_EXERCISE REQUIREMENTS:_ All that is needed is the number of lines in the records that contain the word "blue", stated without anything else.

(Region pointing data)
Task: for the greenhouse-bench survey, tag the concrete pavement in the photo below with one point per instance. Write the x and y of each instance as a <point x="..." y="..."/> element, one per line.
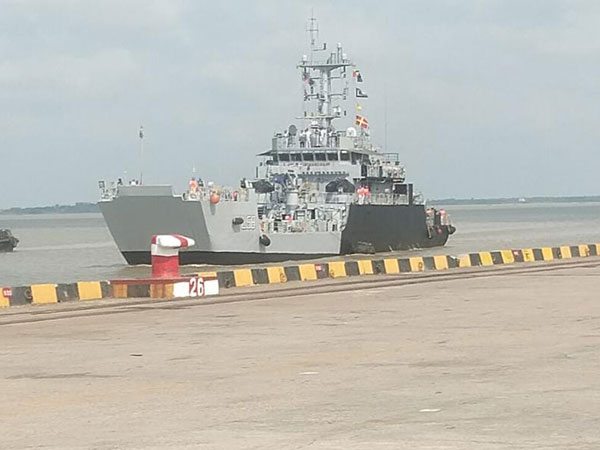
<point x="509" y="361"/>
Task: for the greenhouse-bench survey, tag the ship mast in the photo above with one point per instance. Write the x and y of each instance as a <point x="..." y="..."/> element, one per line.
<point x="318" y="76"/>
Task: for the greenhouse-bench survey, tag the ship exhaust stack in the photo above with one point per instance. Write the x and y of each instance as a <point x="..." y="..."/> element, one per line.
<point x="165" y="254"/>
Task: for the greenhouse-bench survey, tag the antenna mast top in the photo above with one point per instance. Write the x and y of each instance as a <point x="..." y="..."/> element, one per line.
<point x="313" y="30"/>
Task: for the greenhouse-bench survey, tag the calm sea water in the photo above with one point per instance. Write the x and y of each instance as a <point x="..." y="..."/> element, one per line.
<point x="73" y="247"/>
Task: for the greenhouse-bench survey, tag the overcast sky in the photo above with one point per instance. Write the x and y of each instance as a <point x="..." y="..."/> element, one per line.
<point x="484" y="98"/>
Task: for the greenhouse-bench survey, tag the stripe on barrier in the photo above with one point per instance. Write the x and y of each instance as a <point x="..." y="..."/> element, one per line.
<point x="565" y="252"/>
<point x="518" y="255"/>
<point x="307" y="272"/>
<point x="378" y="266"/>
<point x="416" y="264"/>
<point x="226" y="279"/>
<point x="322" y="271"/>
<point x="497" y="257"/>
<point x="404" y="264"/>
<point x="207" y="274"/>
<point x="337" y="269"/>
<point x="292" y="273"/>
<point x="547" y="253"/>
<point x="4" y="301"/>
<point x="351" y="268"/>
<point x="89" y="290"/>
<point x="440" y="262"/>
<point x="276" y="275"/>
<point x="365" y="267"/>
<point x="475" y="259"/>
<point x="507" y="256"/>
<point x="243" y="277"/>
<point x="428" y="263"/>
<point x="486" y="258"/>
<point x="391" y="266"/>
<point x="43" y="293"/>
<point x="528" y="255"/>
<point x="21" y="296"/>
<point x="138" y="290"/>
<point x="120" y="290"/>
<point x="259" y="276"/>
<point x="163" y="290"/>
<point x="464" y="261"/>
<point x="67" y="292"/>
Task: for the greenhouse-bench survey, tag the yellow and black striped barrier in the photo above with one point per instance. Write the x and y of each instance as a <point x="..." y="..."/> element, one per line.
<point x="370" y="266"/>
<point x="94" y="290"/>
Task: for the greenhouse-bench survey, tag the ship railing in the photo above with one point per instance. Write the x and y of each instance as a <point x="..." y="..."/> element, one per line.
<point x="380" y="199"/>
<point x="299" y="226"/>
<point x="354" y="198"/>
<point x="224" y="194"/>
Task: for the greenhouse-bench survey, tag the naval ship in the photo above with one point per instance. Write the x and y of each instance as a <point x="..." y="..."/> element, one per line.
<point x="318" y="190"/>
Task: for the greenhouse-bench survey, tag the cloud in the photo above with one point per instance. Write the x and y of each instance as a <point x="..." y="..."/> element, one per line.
<point x="472" y="89"/>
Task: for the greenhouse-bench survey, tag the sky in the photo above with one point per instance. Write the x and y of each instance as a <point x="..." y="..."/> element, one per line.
<point x="482" y="98"/>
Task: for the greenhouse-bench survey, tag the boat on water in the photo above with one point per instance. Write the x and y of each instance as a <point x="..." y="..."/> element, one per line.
<point x="7" y="241"/>
<point x="318" y="190"/>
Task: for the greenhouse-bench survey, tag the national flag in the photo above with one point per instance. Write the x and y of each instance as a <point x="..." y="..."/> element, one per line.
<point x="362" y="121"/>
<point x="360" y="94"/>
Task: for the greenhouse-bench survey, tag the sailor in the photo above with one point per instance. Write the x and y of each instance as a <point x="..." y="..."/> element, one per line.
<point x="193" y="185"/>
<point x="302" y="139"/>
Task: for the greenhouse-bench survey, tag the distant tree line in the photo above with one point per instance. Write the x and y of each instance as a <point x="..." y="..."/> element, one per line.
<point x="56" y="209"/>
<point x="511" y="200"/>
<point x="83" y="207"/>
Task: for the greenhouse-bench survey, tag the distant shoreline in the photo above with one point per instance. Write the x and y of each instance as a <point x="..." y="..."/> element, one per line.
<point x="514" y="200"/>
<point x="82" y="207"/>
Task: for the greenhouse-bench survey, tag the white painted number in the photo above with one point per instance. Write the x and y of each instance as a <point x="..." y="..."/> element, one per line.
<point x="196" y="287"/>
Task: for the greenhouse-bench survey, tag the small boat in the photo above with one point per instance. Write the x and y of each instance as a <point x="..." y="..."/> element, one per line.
<point x="7" y="241"/>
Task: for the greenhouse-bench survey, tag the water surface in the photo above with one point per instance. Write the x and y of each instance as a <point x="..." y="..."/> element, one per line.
<point x="72" y="247"/>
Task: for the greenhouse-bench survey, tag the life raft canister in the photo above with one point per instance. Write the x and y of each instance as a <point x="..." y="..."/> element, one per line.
<point x="264" y="240"/>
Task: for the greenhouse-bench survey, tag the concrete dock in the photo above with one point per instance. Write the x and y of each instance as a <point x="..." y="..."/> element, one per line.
<point x="505" y="361"/>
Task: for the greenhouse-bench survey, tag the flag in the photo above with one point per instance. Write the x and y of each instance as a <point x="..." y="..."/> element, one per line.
<point x="362" y="121"/>
<point x="360" y="94"/>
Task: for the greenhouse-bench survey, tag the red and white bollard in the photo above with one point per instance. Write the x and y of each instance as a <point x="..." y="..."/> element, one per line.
<point x="165" y="254"/>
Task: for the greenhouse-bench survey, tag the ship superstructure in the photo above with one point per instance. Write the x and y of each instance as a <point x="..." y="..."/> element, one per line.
<point x="317" y="191"/>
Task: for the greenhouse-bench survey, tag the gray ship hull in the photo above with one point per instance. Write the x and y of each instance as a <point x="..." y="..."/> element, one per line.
<point x="140" y="212"/>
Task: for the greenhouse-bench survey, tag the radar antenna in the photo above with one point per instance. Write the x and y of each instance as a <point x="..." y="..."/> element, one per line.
<point x="313" y="30"/>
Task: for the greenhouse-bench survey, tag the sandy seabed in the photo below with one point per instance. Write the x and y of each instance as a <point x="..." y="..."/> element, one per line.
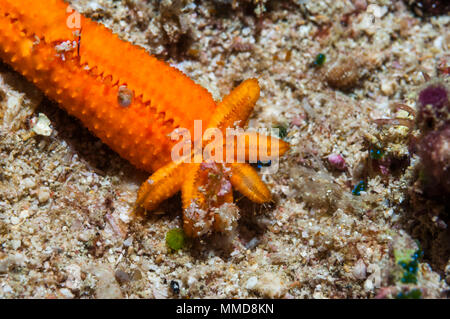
<point x="65" y="228"/>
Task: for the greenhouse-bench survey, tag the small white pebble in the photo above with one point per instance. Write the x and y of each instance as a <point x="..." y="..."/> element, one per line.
<point x="24" y="214"/>
<point x="15" y="244"/>
<point x="66" y="293"/>
<point x="127" y="242"/>
<point x="42" y="126"/>
<point x="359" y="270"/>
<point x="43" y="195"/>
<point x="28" y="183"/>
<point x="377" y="11"/>
<point x="15" y="220"/>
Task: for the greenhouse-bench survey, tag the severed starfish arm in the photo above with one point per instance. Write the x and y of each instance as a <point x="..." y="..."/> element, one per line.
<point x="207" y="187"/>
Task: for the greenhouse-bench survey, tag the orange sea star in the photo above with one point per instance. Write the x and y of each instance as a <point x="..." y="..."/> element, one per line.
<point x="132" y="102"/>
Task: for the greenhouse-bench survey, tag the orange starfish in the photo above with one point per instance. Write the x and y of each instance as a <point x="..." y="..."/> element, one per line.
<point x="132" y="102"/>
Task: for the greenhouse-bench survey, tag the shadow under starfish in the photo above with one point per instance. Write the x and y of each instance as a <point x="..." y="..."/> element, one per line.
<point x="206" y="187"/>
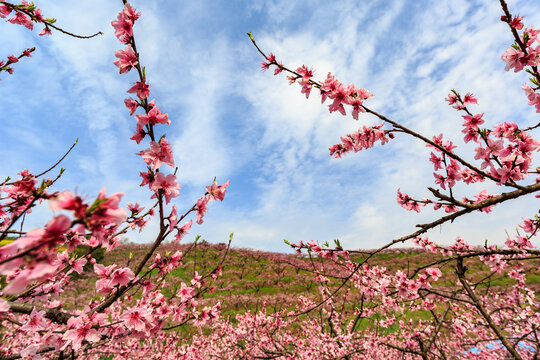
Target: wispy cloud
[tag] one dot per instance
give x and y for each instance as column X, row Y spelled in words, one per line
column 231, row 120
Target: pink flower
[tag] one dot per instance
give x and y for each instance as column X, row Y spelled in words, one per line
column 79, row 330
column 135, row 318
column 140, row 133
column 141, row 89
column 131, row 104
column 123, row 27
column 127, row 59
column 185, row 293
column 182, row 231
column 201, row 209
column 154, row 116
column 121, row 277
column 131, row 13
column 216, row 192
column 166, row 183
column 516, row 23
column 157, row 154
column 472, row 122
column 512, row 58
column 22, row 19
column 37, row 321
column 45, row 31
column 4, row 11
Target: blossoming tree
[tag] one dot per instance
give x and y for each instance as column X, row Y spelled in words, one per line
column 372, row 313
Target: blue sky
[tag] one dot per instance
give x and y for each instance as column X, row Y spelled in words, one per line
column 232, row 121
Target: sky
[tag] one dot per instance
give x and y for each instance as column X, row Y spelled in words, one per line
column 230, row 120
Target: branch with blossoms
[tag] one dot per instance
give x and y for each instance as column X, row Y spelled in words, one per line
column 36, row 267
column 506, row 154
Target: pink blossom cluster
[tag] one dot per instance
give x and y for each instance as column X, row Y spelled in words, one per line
column 35, row 268
column 525, row 52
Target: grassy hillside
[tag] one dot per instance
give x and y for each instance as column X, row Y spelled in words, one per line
column 251, row 278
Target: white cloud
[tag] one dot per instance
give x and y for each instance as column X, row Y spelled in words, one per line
column 232, row 121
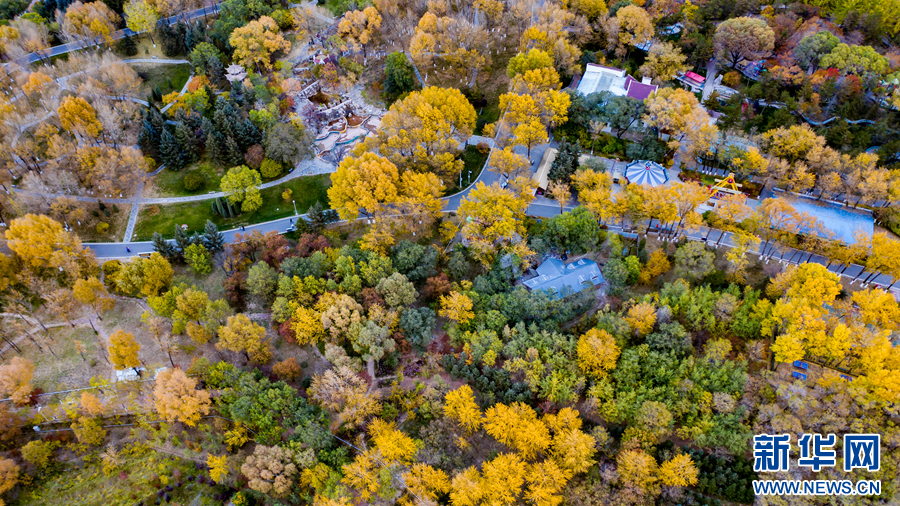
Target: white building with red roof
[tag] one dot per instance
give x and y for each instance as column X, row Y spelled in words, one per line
column 598, row 78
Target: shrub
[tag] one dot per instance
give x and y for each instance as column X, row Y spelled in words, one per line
column 193, row 182
column 287, row 369
column 270, row 168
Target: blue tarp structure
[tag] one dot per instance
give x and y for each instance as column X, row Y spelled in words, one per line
column 840, row 222
column 646, row 173
column 560, row 278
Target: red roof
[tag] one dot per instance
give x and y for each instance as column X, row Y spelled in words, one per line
column 694, row 76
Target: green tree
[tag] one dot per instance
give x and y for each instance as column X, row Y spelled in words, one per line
column 417, row 326
column 399, row 78
column 813, row 47
column 616, row 273
column 397, row 290
column 198, row 258
column 288, row 143
column 859, row 60
column 743, row 38
column 694, row 261
column 241, row 185
column 212, row 238
column 262, row 280
column 201, row 54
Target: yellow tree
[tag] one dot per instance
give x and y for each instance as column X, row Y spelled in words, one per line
column 255, row 43
column 93, row 21
column 141, row 16
column 642, row 317
column 511, row 165
column 460, row 405
column 92, row 292
column 676, row 111
column 241, row 335
column 218, row 467
column 123, row 350
column 457, row 307
column 597, row 353
column 595, row 193
column 518, row 427
column 545, row 482
column 177, row 399
column 307, row 325
column 529, row 134
column 41, row 242
column 425, row 129
column 366, row 183
column 424, row 481
column 679, row 471
column 637, row 469
column 493, row 215
column 77, row 115
column 657, row 264
column 358, row 28
column 630, row 26
column 15, row 379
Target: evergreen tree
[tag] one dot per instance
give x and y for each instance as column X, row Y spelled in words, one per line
column 206, row 128
column 163, row 247
column 566, row 162
column 237, row 91
column 224, row 119
column 187, row 141
column 170, row 151
column 254, row 136
column 215, row 148
column 182, row 241
column 128, row 46
column 149, row 139
column 319, row 218
column 212, row 238
column 156, row 119
column 235, row 155
column 215, row 69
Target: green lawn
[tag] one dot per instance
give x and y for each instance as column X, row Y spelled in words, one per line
column 170, row 183
column 474, row 161
column 137, row 481
column 306, row 191
column 169, row 78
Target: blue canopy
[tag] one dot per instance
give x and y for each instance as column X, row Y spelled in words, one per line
column 646, row 173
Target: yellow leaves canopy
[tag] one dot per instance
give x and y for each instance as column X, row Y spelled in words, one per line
column 177, row 398
column 123, row 350
column 457, row 307
column 254, row 43
column 460, row 405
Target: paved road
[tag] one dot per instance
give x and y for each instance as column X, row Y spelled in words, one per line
column 120, row 34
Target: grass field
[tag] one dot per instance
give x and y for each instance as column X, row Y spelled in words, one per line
column 169, row 78
column 137, row 481
column 163, row 218
column 474, row 161
column 170, row 183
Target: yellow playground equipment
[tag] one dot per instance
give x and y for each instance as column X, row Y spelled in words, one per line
column 725, row 185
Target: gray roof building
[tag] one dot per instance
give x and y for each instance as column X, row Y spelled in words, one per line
column 562, row 279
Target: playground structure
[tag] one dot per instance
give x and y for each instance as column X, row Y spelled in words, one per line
column 346, row 131
column 725, row 185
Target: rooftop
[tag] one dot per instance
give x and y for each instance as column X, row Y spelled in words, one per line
column 598, row 78
column 560, row 278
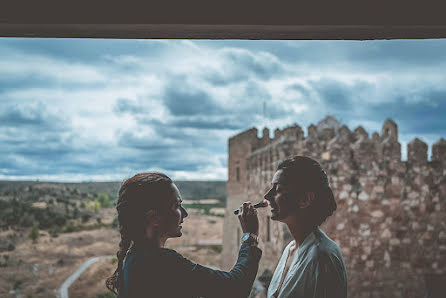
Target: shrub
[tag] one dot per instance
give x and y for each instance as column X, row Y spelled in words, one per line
column 34, row 233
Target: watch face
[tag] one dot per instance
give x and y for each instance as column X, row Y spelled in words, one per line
column 245, row 236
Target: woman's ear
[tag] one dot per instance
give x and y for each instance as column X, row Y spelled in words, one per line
column 152, row 218
column 306, row 200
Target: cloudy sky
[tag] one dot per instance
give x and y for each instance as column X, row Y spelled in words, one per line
column 100, row 110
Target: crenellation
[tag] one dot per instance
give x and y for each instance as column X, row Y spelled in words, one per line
column 390, row 212
column 312, row 132
column 360, row 133
column 417, row 152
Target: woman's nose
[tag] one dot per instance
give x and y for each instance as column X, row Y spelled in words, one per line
column 267, row 196
column 185, row 214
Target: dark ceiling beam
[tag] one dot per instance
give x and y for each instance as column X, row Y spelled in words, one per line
column 228, row 19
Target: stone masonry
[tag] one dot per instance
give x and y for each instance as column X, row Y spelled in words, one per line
column 390, row 222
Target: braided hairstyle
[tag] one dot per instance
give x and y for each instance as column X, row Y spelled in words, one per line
column 307, row 175
column 137, row 195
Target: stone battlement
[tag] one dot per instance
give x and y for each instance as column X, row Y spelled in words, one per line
column 389, row 222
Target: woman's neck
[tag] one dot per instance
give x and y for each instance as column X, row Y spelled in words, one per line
column 299, row 231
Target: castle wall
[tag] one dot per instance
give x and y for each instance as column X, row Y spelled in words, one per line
column 390, row 222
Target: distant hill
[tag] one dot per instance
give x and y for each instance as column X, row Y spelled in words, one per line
column 190, row 190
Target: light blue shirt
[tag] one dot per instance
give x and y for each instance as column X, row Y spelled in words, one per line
column 317, row 270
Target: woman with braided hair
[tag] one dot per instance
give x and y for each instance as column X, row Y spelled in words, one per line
column 149, row 212
column 311, row 265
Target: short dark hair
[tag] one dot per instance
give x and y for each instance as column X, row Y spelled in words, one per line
column 307, row 175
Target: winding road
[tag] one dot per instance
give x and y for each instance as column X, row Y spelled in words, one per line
column 63, row 290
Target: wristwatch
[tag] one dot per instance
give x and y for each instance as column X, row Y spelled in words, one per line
column 250, row 238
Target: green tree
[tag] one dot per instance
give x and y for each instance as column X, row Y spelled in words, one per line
column 34, row 233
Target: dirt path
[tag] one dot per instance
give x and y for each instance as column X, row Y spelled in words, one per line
column 63, row 290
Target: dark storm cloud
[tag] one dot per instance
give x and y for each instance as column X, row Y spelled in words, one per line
column 183, row 99
column 422, row 115
column 338, row 96
column 167, row 151
column 240, row 65
column 377, row 54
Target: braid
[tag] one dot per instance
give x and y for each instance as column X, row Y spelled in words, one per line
column 131, row 205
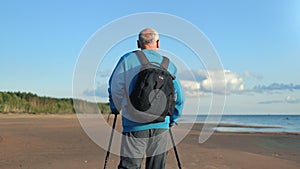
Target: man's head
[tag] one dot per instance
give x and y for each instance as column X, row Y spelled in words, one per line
column 148, row 39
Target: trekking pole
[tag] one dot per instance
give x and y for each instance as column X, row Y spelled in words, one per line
column 175, row 149
column 110, row 141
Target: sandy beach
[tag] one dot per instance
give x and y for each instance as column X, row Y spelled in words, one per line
column 59, row 142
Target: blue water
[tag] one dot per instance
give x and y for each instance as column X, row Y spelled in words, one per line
column 251, row 123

_ANSWER TO THIS PROBLEM:_ 5